---------- Entries shown ----------
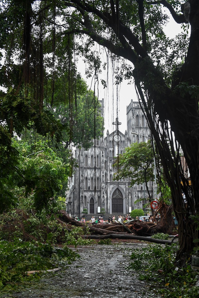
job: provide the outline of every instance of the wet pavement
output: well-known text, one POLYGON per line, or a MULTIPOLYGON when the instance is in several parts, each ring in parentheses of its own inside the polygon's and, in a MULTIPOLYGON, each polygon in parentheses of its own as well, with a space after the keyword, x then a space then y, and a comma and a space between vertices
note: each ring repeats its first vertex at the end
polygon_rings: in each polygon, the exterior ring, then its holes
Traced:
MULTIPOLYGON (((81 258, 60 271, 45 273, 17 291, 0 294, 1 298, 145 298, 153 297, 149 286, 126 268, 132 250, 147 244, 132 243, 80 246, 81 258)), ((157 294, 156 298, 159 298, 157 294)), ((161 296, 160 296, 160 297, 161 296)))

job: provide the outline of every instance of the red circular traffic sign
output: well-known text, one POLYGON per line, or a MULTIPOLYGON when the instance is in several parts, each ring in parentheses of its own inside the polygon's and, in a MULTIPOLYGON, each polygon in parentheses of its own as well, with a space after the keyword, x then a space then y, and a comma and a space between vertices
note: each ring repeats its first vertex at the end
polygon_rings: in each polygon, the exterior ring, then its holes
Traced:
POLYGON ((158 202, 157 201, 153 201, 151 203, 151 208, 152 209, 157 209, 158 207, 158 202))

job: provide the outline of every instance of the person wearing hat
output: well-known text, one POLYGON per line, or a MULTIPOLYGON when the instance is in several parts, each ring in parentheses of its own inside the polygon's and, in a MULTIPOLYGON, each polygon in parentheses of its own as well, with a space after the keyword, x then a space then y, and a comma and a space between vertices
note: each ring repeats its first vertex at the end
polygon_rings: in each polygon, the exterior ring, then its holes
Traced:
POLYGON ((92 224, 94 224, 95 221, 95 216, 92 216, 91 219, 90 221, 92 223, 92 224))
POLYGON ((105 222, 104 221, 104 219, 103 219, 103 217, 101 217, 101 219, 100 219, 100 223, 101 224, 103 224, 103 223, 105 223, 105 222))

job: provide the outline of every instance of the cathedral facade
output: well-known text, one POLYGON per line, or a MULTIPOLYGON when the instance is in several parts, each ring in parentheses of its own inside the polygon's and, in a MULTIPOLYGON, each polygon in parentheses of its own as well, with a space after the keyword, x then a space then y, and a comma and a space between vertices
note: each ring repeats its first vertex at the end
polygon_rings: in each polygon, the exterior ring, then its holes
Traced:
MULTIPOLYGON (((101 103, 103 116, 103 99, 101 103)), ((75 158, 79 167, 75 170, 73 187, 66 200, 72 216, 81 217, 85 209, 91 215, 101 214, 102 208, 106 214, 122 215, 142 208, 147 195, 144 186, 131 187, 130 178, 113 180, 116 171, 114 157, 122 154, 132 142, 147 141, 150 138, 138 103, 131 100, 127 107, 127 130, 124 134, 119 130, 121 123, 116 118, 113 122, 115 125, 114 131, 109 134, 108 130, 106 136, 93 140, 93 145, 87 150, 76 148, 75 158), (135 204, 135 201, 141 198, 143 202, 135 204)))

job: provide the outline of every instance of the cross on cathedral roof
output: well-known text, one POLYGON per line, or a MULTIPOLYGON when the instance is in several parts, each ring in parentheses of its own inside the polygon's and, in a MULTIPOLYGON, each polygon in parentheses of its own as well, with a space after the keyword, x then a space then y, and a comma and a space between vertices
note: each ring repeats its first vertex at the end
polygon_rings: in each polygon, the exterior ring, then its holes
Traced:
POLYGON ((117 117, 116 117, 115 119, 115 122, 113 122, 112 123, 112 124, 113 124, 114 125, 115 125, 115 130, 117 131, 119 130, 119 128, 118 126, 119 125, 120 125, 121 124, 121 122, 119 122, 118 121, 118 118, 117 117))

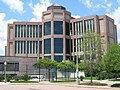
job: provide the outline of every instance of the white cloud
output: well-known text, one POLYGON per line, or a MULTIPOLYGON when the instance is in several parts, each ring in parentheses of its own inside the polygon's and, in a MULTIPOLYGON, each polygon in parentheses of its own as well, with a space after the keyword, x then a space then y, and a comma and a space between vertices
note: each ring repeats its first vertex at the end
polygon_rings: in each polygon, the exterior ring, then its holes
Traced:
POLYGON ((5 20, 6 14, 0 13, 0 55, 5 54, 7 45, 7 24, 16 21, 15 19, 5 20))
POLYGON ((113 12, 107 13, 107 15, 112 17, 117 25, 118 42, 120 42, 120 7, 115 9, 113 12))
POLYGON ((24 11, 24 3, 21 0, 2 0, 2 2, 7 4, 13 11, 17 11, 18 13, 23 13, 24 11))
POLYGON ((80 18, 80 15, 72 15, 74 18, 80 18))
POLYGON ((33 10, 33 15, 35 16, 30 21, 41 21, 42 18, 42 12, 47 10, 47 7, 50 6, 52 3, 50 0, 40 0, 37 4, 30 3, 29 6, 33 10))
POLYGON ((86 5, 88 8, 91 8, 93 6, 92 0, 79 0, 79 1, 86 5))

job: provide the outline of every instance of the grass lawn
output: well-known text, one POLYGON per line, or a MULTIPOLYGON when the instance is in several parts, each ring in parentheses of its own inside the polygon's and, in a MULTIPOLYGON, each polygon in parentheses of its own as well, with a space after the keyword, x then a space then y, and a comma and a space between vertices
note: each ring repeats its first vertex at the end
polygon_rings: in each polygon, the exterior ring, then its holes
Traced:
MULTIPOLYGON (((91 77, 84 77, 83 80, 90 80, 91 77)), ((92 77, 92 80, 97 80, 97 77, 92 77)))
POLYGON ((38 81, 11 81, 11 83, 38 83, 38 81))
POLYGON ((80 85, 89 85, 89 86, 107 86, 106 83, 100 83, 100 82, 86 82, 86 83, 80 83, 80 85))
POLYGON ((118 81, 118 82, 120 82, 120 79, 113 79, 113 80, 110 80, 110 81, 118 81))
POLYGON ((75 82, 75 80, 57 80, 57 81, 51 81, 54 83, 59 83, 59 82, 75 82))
----------
Goal: Render every line of the material above as a JSON list of strings, one string per line, omitting blank lines and the picture placeholders.

Right answer:
[
  "job: provide the outline of every instance of the wet pavement",
  "output: well-known text, one POLYGON per line, or a MULTIPOLYGON when the instance is in several parts, each ring in parentheses of its own inside the polygon's and, in a MULTIPOLYGON, each polygon in parentheses of its own as well, with a space after the keyword, x then a space then y, and a comma and a space between vertices",
  "note: each ring repeats its first vertex at the end",
  "polygon_rings: in each polygon, the exterior ring, then its holes",
  "Traced:",
  "MULTIPOLYGON (((81 258, 60 271, 45 273, 17 291, 0 294, 1 298, 145 298, 153 297, 149 286, 126 268, 132 250, 147 244, 132 243, 80 246, 81 258)), ((157 294, 156 298, 159 298, 157 294)), ((161 296, 160 296, 160 297, 161 296)))",
  "job: provide the outline of every instance of the red circular traffic sign",
  "output: well-known text, one POLYGON per line, or a MULTIPOLYGON when the instance is in several parts, each ring in parentheses of its own inside the polygon's and, in a MULTIPOLYGON, each polygon in parentheses of its own as well, with a space after the keyword, x then a space then y, and a comma and a space between vertices",
  "note: each ring repeats its first vertex at the end",
  "polygon_rings: in each polygon, the exterior ring, then its holes",
  "Traced:",
  "POLYGON ((158 202, 157 201, 153 201, 151 203, 151 208, 152 209, 157 209, 158 207, 158 202))",
  "job: provide the outline of every instance of the person wearing hat",
  "output: well-known text, one POLYGON per line, or a MULTIPOLYGON when the instance is in several parts, each ring in parentheses of its own inside the polygon's and, in a MULTIPOLYGON, each polygon in parentheses of its own as well, with a space after the keyword, x then a space then y, and a comma and a space between vertices",
  "note: each ring repeats its first vertex at the end",
  "polygon_rings: in each polygon, the exterior ring, then its holes",
  "Traced:",
  "POLYGON ((92 224, 94 224, 95 221, 95 216, 92 216, 91 219, 90 221, 92 223, 92 224))",
  "POLYGON ((105 222, 104 221, 104 219, 103 219, 103 217, 101 217, 101 219, 100 219, 100 223, 101 224, 103 224, 103 223, 105 223, 105 222))",
  "job: provide the outline of every instance of the cathedral facade",
  "output: well-known text, one POLYGON per line, or a MULTIPOLYGON when the instance is in several parts, each ring in parentheses of its own inside the polygon's and, in a MULTIPOLYGON, each polygon in parentheses of its own as well, with a space after the keyword, x then a space then y, and a comma and a space between vertices",
  "note: each ring repeats its first vertex at the end",
  "polygon_rings: in each polygon, the exterior ring, then its holes",
  "Traced:",
  "MULTIPOLYGON (((101 103, 103 116, 103 99, 101 103)), ((75 158, 79 167, 75 170, 73 187, 66 200, 72 216, 81 217, 85 209, 91 215, 101 214, 102 208, 106 214, 122 215, 142 208, 147 195, 144 186, 131 187, 130 178, 113 180, 116 171, 114 157, 122 154, 132 142, 147 141, 150 138, 138 103, 131 100, 127 107, 127 130, 124 134, 119 130, 121 123, 116 118, 113 122, 115 125, 114 131, 109 134, 108 130, 106 136, 93 140, 93 145, 87 150, 76 148, 75 158), (135 204, 135 201, 141 198, 143 202, 135 204)))",
  "job: provide the outline of every instance of the cross on cathedral roof",
  "output: well-known text, one POLYGON per line, or a MULTIPOLYGON when the instance is in several parts, each ring in parentheses of its own inside the polygon's and, in a MULTIPOLYGON, each polygon in parentheses of its own as well, with a space after the keyword, x then a space then y, and a comma and a space between vertices",
  "note: each ring repeats its first vertex at the end",
  "polygon_rings: in each polygon, the exterior ring, then its holes",
  "Traced:",
  "POLYGON ((117 117, 116 117, 115 119, 115 122, 113 122, 112 123, 112 124, 113 124, 114 125, 115 125, 115 130, 117 131, 119 130, 119 128, 118 126, 119 125, 120 125, 121 124, 121 122, 119 122, 118 121, 118 118, 117 117))",
  "job: provide the outline of every instance of the white cloud",
  "output: well-known text, one POLYGON per line, or a MULTIPOLYGON when the instance is in several parts, each ring in parentheses of its own inside the polygon's and, in a MULTIPOLYGON, each polygon in parentheses of its own as well, with a space after the keyword, x then a space then y, and a comma and a space between vertices",
  "note: each ring repeats its first vertex at the end",
  "polygon_rings: in each polygon, the exterior ring, then its holes",
  "Traced:",
  "POLYGON ((5 20, 6 14, 0 13, 0 55, 5 54, 7 45, 7 24, 16 21, 15 19, 5 20))",
  "POLYGON ((113 12, 107 13, 107 15, 112 17, 117 25, 118 42, 120 42, 120 7, 115 9, 113 12))",
  "POLYGON ((24 11, 24 3, 21 0, 2 0, 2 2, 7 4, 13 11, 17 11, 18 13, 23 13, 24 11))",
  "POLYGON ((80 18, 80 15, 72 15, 74 18, 80 18))",
  "POLYGON ((33 10, 33 15, 35 16, 30 21, 41 21, 42 18, 42 12, 47 10, 47 7, 50 6, 52 3, 50 0, 40 0, 37 4, 30 3, 29 6, 33 10))",
  "POLYGON ((86 5, 88 8, 91 8, 93 6, 92 0, 79 0, 79 1, 86 5))",
  "job: provide the outline of every instance of the grass lawn",
  "output: well-known text, one POLYGON per line, or a MULTIPOLYGON when the instance is in several parts, each ring in parentheses of its own inside the polygon's and, in a MULTIPOLYGON, each polygon in parentheses of its own as well, with a space after the keyword, x then a space then y, and a comma and a space between vertices",
  "note: each ring repeats its first vertex at the end",
  "polygon_rings: in each polygon, the exterior ring, then its holes",
  "Traced:",
  "MULTIPOLYGON (((91 77, 84 77, 83 80, 90 80, 91 77)), ((92 77, 92 80, 97 80, 97 77, 92 77)))",
  "POLYGON ((38 81, 11 81, 11 83, 38 83, 38 81))",
  "POLYGON ((80 85, 89 85, 89 86, 107 86, 106 83, 100 83, 100 82, 86 82, 86 83, 80 83, 80 85))",
  "POLYGON ((118 81, 118 82, 120 82, 120 79, 113 79, 113 80, 110 80, 110 81, 118 81))",
  "POLYGON ((75 82, 75 80, 57 80, 57 81, 51 81, 54 83, 59 83, 59 82, 75 82))"
]